- [Provided passage]
## START
You'll need to go down to the starter and find the wires attached to the fat terminal. To test a fuse link wire, just tug on it gently. If it's good, it will act like a piece of wire. If it's burned open, it will act like a rubber band. You can buy new ones at any auto parts store. It looks like there will be just one. The gauge will depend on whether you have a turbo or not. They come roughly 12" long. The length of what you put in is not important. You can cut a new one to make two or three repairs. It's the smaller diameter, or gauge, that's important. It will be smaller than the wire it protects, making it the "weak link in the chain". For example, if you have a non-turbo engine, you'd have the fuse link with the red arrow. The designation means it's circuit "A", meaning direct battery 12 volts, circuit "11", 10-gauge, dark green. If you look just below that, and below splice "S101", the regular wire is circuit A11 6-gauge, black with a gray tracer, or stripe. The larger 6-gauge wire is protected with the smaller 10-gauge fuse link wire.

Don't use regular wire for the repair. Fuse link wire's insulation is designed to not burn or melt. You should be handed a new piece of the same color, dark green. As with fuses, the color denotes its current rating. Here's a video about wiring repair that may be of help:

https://youtu.be/4TjSYfLTHfg

Be sure to seal the soldered splices with moisture-proof heat-shrink tubing. You can find it at any auto parts store and most hardware stores. Never use electrical tape as it will unravel into a gooey mess on a hot day.

Okay. I think you will find the fusible link is the issue. With that info, I would be surprised if it didn't at least get us some positive results.

Let us know and either one of us will get back with you. Thanks

There's a couple of things to be aware of. First, it is never accurate to test a fuse link wire with a volt / ohm meter. In fact, this has caused a lot of misdiagnosis among experienced mechanics. When a fuse link wire burns open, it leaves a carbon track behind on the inside of the insulation where it arced. Think of severe blockage inside a compressed air line, with just a tiny pinhole through that blockage. That pinhole is all that's needed for a pressure gauge further down the line to show normal pressure, but try to run an air tool and you'll never get any volume. In fact, the pressure after that blockage will drop to almost nothing when you try to get some flow.

Same with the fuse link. Voltmeters don't need much current to get their readings, so they will show 12 volts, but you'll never get enough current through that carbon to run anything. This is where a test light is more accurate. It does require current to show if voltage is present. You won't get nearly enough current through the carbon to run a test light, so it will correctly show 0 volts.

The best way to test a fuse link wire is to tug on it. If it's burned open, it will stretch like a rubber band.
## END
- [Material]
## START
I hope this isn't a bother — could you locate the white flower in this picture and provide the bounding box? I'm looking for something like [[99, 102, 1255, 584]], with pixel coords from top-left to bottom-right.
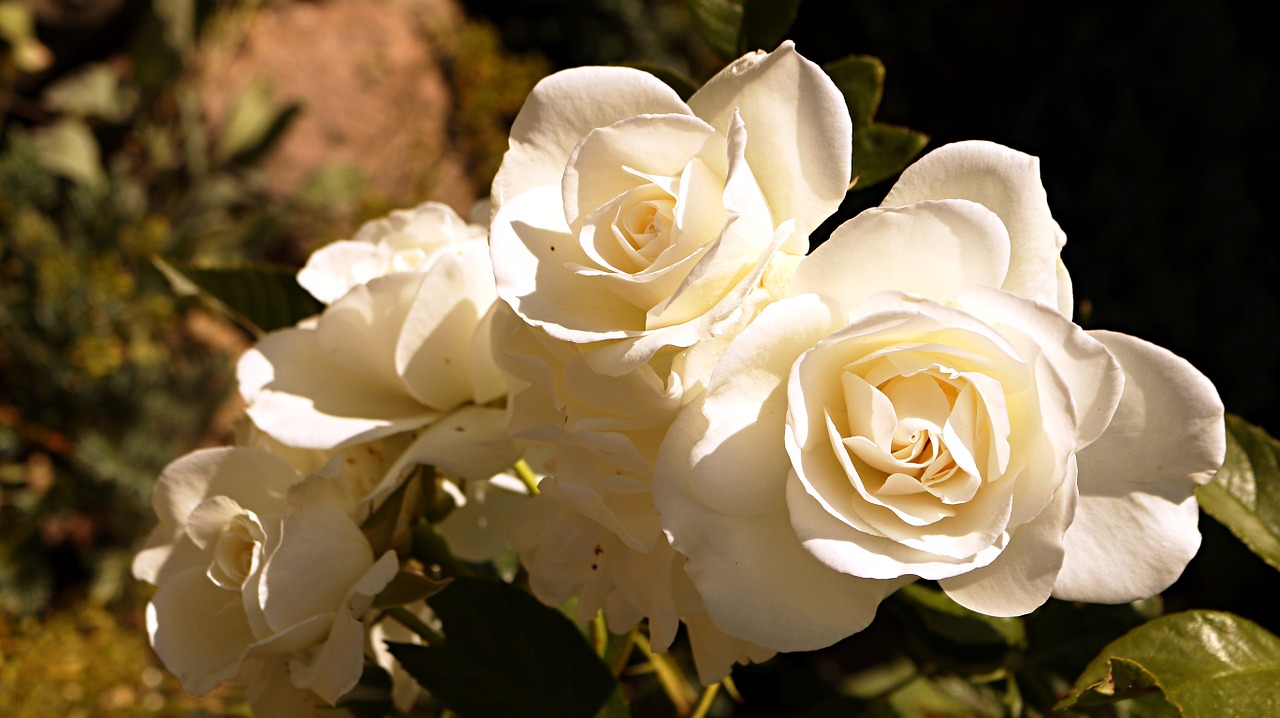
[[298, 202, 485, 305], [133, 448, 399, 714], [237, 208, 504, 453], [654, 142, 1225, 650], [492, 42, 851, 375]]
## END
- [To be done]
- 1) Answer these from the fuse link repair text:
(a) What does circuit "A" in the fuse link's designation mean?
(b) What should seal the soldered splices?
(c) Why is a test light more accurate than a voltmeter for checking a fuse link wire?
- 2) List every color the fuse link repair text gives for a wire or its stripe.
- 3) Pick up the fuse link troubleshooting text after its final sentence and carry it forward.

- [The replies]
- 1)
(a) Direct battery 12 volts.
(b) Moisture-proof heat-shrink tubing.
(c) A test light needs current to show that voltage is present, and the carbon track can't pass enough current to light it. It correctly shows 0 volts.

- 2) Dark green, black, gray

- 3)
I wouldn't put any stock in what the people at the dealer's parts department tell you about that wire. They aren't going to know its purpose by just looking at it. The only way to get wire from the dealer is to order a complete wiring harness per the application and model. In fact, Chrysler wiring harnesses always have a paper tag on them with the part number. There's way too many variables to get the right one going by just the application and model year. It is much more cost-effective to repair a broken wire in a harness than it is to replace it. The only time we would replace the entire harness is when the vehicle is under warranty. Chrysler's policy states that when any part is replaced under warranty, it must be restored to the same condition it was in when it was new. No new car comes with splice repairs, only intact wires, so any repair has to involve replacing the entire harness. Once all of a model is old enough to no longer be in warranty, there is no need to make a part available, especially since no one is going to repair a car that way. The same is true for fuses and fuse link wires. Both of those are readily available from any auto parts store at a much better price than the dealer can do for you. When doing electrical repairs at the dealership, even my parts department people would order things like that locally. Also be aware every wiring harness has to be made by hand, so replacements are very expensive. Some can cost over $1000.00 to $1500.00. No one wants to sell one of those to a customer when a simple repair will do the job. Again, the only time you'd order one of those is when the car is under warranty. Even Chrysler wouldn't let us do a wiring repair under warranty. They don't have quality control over those repairs.

I'm not sure what you meant by, "12 gauge Fusible link, and a 14 gauge 30 Amp inline fuse as backup", but a 12-gauge fuse link wire is too small. Most use a 10-gauge wire which is fatter, and the turbo models use an 8-gauge, which is still fatter. 12-gauge wire is only good for 20 amps. When the electrical system needs 40, 60, or more amps, that wire won't handle that much current, so it will burn open again even though there's no other defect. A 14-gauge wire is only good for 15 amps.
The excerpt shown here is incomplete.